Aufgabenstellung » Zitieren Sie die Zeilen vom Anfang bis einschließlich der Zeile mit „(297, 351), (353, 419)“ wortgetreu. Lassen Sie die Bilder in Ihrer Antwort weg.

Eingabedaten »
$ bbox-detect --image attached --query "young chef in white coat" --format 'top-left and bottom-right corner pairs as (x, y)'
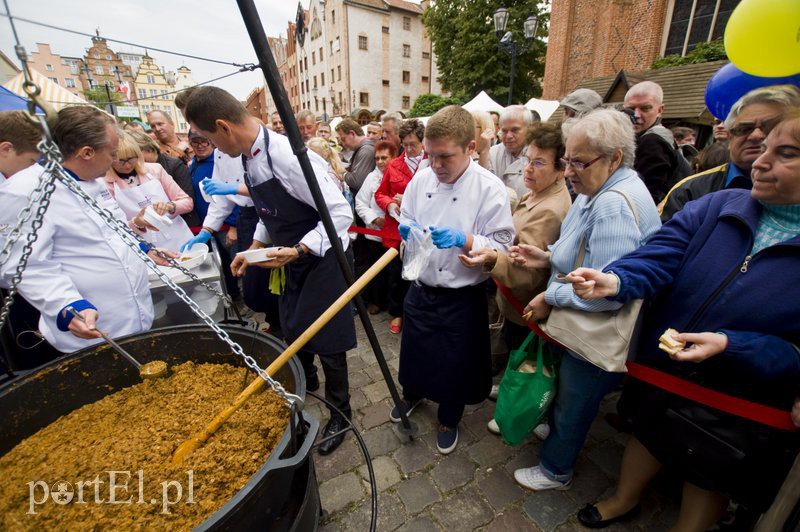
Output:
(105, 132), (194, 251)
(0, 107), (175, 352)
(186, 87), (356, 454)
(390, 106), (514, 454)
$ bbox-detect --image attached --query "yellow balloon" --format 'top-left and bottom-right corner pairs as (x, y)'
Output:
(725, 0), (800, 78)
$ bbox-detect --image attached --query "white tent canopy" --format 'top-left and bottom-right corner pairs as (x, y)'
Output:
(525, 98), (559, 122)
(461, 91), (503, 113)
(3, 69), (90, 111)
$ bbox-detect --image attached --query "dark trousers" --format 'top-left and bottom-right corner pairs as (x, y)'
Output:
(386, 252), (411, 318)
(403, 394), (466, 429)
(297, 351), (353, 419)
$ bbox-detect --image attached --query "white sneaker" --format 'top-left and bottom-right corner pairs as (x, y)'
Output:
(489, 384), (500, 401)
(514, 466), (572, 491)
(533, 423), (550, 441)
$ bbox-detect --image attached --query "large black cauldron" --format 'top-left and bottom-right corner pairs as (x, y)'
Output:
(0, 325), (320, 531)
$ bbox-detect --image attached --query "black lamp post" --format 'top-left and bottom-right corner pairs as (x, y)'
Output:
(492, 5), (539, 105)
(328, 86), (339, 115)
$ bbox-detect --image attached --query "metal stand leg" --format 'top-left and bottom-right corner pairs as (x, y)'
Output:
(237, 0), (417, 437)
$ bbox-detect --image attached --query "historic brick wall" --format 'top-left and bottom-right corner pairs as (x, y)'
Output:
(542, 0), (670, 99)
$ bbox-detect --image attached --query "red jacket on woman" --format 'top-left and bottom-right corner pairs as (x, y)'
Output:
(375, 155), (423, 248)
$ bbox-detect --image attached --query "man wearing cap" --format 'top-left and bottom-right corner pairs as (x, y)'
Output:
(561, 89), (603, 118)
(489, 105), (533, 198)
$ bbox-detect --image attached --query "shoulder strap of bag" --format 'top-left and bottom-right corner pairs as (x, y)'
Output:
(572, 188), (639, 270)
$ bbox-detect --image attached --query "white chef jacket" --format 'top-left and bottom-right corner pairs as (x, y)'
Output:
(400, 161), (514, 288)
(0, 167), (153, 353)
(247, 128), (353, 257)
(356, 166), (386, 242)
(203, 149), (253, 231)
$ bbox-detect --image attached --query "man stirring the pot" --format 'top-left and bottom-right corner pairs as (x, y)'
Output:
(186, 87), (356, 454)
(0, 107), (177, 353)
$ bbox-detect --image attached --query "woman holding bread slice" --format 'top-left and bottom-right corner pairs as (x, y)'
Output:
(567, 109), (800, 531)
(509, 109), (661, 491)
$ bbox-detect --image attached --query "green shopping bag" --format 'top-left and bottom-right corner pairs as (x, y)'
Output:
(494, 333), (560, 445)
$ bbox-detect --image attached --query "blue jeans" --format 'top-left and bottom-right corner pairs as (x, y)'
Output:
(539, 352), (625, 482)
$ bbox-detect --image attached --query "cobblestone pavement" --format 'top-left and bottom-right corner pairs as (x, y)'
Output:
(300, 314), (678, 532)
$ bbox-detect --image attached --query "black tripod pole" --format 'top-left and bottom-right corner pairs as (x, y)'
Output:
(236, 0), (416, 436)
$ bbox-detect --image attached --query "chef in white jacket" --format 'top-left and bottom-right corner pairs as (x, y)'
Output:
(0, 107), (170, 352)
(390, 106), (514, 454)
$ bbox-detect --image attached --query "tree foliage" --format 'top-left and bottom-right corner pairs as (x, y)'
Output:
(408, 93), (464, 118)
(650, 39), (728, 70)
(422, 0), (549, 104)
(83, 85), (123, 112)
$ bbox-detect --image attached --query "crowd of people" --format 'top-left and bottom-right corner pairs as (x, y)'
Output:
(0, 77), (800, 531)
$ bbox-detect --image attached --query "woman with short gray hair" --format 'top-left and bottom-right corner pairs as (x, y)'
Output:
(509, 109), (661, 491)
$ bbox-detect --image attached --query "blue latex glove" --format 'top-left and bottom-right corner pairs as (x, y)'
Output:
(181, 229), (211, 253)
(428, 225), (467, 249)
(200, 178), (239, 196)
(397, 222), (422, 240)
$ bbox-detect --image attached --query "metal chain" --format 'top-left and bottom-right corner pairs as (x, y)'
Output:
(0, 137), (60, 330)
(0, 0), (296, 407)
(45, 163), (296, 403)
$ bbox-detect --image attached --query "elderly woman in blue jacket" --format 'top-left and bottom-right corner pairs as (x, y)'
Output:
(567, 111), (800, 531)
(509, 109), (661, 491)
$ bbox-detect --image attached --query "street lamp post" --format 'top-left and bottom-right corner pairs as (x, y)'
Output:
(492, 5), (539, 105)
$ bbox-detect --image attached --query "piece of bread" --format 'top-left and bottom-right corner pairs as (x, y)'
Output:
(658, 329), (686, 355)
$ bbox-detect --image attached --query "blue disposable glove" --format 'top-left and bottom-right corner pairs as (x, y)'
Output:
(397, 222), (422, 240)
(200, 179), (239, 196)
(181, 229), (211, 253)
(428, 225), (467, 249)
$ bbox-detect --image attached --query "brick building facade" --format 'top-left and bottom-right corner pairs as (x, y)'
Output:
(542, 0), (739, 100)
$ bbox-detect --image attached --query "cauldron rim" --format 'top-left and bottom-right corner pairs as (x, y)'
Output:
(0, 325), (319, 530)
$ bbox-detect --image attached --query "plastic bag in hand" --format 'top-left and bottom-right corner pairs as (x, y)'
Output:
(403, 224), (436, 281)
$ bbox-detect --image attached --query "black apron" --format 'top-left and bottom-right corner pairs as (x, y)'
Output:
(399, 283), (492, 404)
(242, 128), (356, 355)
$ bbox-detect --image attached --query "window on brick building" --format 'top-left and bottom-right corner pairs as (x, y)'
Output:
(664, 0), (739, 55)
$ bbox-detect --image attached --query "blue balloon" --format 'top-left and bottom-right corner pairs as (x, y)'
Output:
(706, 63), (800, 120)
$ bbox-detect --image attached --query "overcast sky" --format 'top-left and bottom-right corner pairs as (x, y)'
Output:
(0, 0), (300, 100)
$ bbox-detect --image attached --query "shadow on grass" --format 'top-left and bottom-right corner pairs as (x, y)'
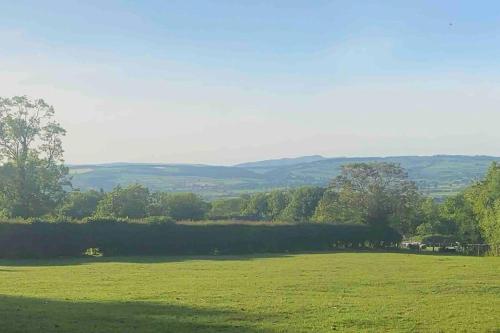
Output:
(0, 295), (272, 333)
(0, 249), (468, 272)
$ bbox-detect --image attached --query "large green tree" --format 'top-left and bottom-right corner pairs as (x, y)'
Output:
(314, 163), (421, 235)
(0, 96), (69, 217)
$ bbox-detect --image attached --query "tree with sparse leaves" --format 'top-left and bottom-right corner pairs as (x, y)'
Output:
(0, 96), (70, 217)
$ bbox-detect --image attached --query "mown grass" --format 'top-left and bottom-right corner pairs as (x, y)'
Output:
(0, 253), (500, 332)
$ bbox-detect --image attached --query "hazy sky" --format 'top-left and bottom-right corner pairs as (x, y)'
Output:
(0, 0), (500, 164)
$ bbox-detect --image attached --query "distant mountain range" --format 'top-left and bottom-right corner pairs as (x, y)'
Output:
(70, 155), (500, 199)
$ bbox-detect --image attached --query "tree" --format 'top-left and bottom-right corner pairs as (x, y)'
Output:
(465, 163), (500, 244)
(241, 193), (270, 221)
(59, 190), (104, 219)
(0, 96), (70, 217)
(315, 163), (420, 234)
(440, 190), (482, 243)
(96, 184), (149, 218)
(267, 190), (291, 221)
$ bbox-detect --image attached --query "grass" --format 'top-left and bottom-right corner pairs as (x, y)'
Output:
(0, 253), (500, 332)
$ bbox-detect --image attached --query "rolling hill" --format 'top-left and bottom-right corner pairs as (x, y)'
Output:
(70, 155), (500, 199)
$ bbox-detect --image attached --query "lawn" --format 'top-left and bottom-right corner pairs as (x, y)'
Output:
(0, 253), (500, 332)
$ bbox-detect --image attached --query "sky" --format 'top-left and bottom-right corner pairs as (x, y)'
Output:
(0, 0), (500, 165)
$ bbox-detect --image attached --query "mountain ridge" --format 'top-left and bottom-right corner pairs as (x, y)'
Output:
(69, 155), (500, 199)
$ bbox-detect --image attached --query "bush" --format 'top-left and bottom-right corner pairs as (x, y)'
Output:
(0, 218), (401, 258)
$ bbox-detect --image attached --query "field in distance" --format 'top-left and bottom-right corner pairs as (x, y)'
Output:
(0, 252), (500, 332)
(70, 155), (500, 199)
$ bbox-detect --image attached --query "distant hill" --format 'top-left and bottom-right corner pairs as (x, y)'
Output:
(235, 155), (326, 168)
(70, 155), (500, 199)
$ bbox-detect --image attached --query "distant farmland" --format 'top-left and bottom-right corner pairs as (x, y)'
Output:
(71, 155), (500, 199)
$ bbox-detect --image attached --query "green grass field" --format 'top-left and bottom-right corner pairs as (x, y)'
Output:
(0, 253), (500, 332)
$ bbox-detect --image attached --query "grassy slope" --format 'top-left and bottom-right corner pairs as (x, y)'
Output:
(72, 156), (500, 198)
(0, 253), (500, 332)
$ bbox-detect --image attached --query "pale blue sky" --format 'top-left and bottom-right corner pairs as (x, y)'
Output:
(0, 0), (500, 164)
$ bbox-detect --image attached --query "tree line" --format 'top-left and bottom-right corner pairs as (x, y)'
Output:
(0, 96), (500, 250)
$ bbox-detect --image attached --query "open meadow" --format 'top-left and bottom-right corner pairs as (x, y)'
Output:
(0, 252), (500, 332)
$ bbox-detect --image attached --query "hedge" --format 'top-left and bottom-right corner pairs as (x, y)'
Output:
(0, 221), (401, 258)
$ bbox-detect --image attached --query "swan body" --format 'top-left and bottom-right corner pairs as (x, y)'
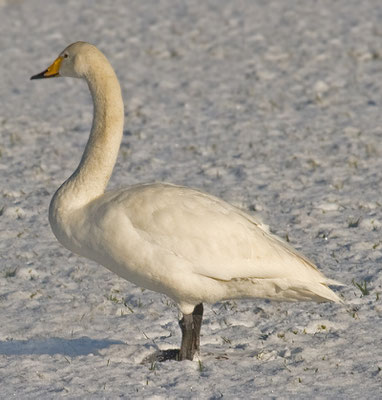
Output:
(32, 42), (341, 359)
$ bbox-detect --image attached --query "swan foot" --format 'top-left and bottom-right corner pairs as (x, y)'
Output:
(178, 303), (203, 361)
(142, 303), (203, 364)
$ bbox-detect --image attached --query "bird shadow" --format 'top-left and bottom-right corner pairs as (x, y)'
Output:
(0, 336), (126, 357)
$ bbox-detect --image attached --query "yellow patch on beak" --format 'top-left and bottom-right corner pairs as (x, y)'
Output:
(44, 57), (62, 78)
(31, 57), (62, 79)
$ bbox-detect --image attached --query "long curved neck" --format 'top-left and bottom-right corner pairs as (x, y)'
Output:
(55, 62), (124, 209)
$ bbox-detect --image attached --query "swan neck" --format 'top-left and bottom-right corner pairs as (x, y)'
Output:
(55, 60), (124, 209)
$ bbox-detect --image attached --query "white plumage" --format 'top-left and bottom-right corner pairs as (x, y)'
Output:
(32, 42), (340, 359)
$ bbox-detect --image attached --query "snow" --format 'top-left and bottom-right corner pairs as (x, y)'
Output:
(0, 0), (382, 399)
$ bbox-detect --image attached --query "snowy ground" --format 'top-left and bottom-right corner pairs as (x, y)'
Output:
(0, 0), (382, 399)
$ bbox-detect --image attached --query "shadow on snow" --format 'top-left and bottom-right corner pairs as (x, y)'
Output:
(0, 337), (125, 357)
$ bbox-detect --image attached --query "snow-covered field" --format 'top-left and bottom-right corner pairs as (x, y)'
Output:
(0, 0), (382, 399)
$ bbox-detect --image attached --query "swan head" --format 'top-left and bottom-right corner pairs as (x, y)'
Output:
(31, 42), (106, 79)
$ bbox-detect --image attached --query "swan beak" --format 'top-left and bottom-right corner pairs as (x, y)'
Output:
(31, 57), (62, 79)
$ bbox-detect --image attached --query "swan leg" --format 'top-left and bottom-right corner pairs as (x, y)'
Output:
(178, 303), (203, 361)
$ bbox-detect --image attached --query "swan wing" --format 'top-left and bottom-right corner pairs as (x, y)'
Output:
(116, 184), (335, 284)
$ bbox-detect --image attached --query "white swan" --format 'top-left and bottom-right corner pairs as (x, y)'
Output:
(31, 42), (341, 360)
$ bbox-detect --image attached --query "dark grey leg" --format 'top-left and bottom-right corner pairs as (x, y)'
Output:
(179, 303), (203, 361)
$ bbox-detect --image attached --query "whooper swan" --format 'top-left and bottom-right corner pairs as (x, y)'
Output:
(31, 42), (341, 360)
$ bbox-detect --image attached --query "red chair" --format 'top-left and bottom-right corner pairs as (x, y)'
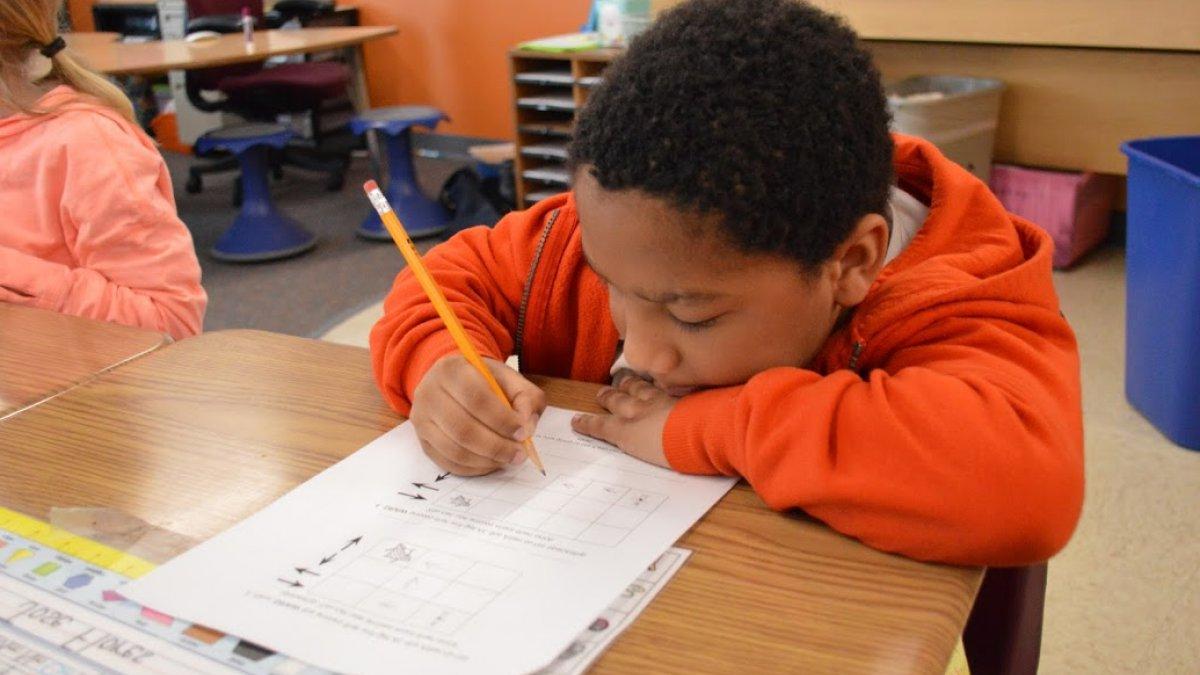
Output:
(186, 0), (350, 199)
(962, 562), (1046, 675)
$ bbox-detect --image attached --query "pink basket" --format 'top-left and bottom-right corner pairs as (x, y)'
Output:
(990, 165), (1121, 269)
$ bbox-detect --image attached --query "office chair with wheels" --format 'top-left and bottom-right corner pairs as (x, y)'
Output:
(186, 0), (350, 202)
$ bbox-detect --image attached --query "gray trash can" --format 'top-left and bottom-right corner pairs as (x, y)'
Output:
(887, 76), (1004, 183)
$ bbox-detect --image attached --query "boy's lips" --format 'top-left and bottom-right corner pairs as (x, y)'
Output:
(659, 386), (698, 399)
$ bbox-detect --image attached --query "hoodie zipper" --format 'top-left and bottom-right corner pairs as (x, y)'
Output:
(512, 209), (559, 372)
(846, 340), (866, 372)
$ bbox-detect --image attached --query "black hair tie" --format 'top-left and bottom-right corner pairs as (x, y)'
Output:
(38, 35), (67, 59)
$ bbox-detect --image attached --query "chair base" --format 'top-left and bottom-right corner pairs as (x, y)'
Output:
(209, 208), (317, 263)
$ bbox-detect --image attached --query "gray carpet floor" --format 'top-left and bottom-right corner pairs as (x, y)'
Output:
(163, 153), (460, 338)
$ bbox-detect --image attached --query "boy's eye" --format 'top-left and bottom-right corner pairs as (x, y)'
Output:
(671, 316), (720, 330)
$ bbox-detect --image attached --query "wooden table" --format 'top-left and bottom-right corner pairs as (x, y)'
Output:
(65, 25), (396, 110)
(0, 303), (168, 420)
(0, 331), (982, 674)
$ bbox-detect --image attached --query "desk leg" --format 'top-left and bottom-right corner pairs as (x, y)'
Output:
(346, 44), (384, 180)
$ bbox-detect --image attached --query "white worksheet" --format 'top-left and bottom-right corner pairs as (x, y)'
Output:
(125, 408), (734, 674)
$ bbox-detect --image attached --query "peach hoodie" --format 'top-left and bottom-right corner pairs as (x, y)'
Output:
(0, 86), (208, 339)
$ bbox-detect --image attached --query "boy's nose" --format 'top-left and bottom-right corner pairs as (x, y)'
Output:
(625, 330), (679, 382)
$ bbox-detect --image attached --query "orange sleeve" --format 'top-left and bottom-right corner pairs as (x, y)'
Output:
(371, 199), (562, 416)
(0, 112), (208, 339)
(664, 306), (1084, 566)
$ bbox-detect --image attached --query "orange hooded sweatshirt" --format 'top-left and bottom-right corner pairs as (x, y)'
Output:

Fertige Übung »
$ bbox-detect --image attached --query "young chef in white coat" --format 'top-left and bottom-right corner pairs as (x, y)'
Output:
(105, 132), (194, 251)
(0, 107), (175, 352)
(186, 87), (356, 454)
(390, 106), (514, 454)
$ bbox-detect --image attached --query "yellow balloon" --format 'top-left and bottom-right corner pairs as (x, y)'
Output:
(725, 0), (800, 78)
$ bbox-detect --image attached --query "white tent canopy" --format 'top-left and bottom-right corner pairs as (x, y)'
Output:
(525, 98), (559, 122)
(461, 91), (503, 113)
(3, 69), (90, 111)
$ bbox-detect --image attached --query "dark trousers" --format 'top-left and bottom-right corner pairs as (x, y)'
Output:
(386, 252), (411, 318)
(403, 394), (466, 429)
(297, 351), (353, 419)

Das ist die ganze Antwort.